> **Data in this exercise**
• • • •

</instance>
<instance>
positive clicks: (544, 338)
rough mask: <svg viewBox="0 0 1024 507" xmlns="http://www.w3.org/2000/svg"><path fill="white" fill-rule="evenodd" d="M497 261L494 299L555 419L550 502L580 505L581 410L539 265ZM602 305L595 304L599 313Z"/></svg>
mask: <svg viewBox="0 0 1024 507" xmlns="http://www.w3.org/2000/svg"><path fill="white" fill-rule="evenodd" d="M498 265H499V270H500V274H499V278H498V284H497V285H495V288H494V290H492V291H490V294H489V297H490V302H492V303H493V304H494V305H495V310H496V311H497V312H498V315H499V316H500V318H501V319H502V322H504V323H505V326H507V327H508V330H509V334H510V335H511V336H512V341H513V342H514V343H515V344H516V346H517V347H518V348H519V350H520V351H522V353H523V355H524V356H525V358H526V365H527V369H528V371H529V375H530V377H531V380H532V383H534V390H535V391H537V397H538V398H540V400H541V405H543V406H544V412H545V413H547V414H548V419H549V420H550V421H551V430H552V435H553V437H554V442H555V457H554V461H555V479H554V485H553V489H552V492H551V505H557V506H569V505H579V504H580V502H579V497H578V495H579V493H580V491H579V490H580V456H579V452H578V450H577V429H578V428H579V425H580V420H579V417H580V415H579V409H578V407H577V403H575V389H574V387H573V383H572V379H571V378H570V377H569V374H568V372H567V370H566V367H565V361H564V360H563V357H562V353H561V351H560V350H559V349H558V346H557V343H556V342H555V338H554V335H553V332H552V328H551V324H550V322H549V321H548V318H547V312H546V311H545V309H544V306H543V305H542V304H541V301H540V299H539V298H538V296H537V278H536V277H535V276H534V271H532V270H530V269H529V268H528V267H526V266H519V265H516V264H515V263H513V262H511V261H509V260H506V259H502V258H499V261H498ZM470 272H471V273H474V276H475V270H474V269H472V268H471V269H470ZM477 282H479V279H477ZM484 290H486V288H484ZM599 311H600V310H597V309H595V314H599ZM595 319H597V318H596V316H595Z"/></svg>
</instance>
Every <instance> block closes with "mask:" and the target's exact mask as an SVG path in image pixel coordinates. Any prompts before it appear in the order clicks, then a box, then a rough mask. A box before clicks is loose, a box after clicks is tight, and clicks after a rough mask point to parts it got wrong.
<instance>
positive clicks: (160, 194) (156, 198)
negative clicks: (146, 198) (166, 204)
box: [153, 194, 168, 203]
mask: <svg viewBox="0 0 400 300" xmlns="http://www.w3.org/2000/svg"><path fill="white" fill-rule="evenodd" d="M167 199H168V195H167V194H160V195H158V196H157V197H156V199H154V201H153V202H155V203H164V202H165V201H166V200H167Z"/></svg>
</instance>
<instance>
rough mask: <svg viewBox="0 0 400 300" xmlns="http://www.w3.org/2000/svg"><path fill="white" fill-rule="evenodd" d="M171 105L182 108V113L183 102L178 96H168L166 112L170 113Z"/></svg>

• • • •

> **What you should do**
Search the material above for the string "positive". Show every line that holds it.

> **Task response**
positive clicks: (544, 338)
positive clicks: (160, 194) (156, 198)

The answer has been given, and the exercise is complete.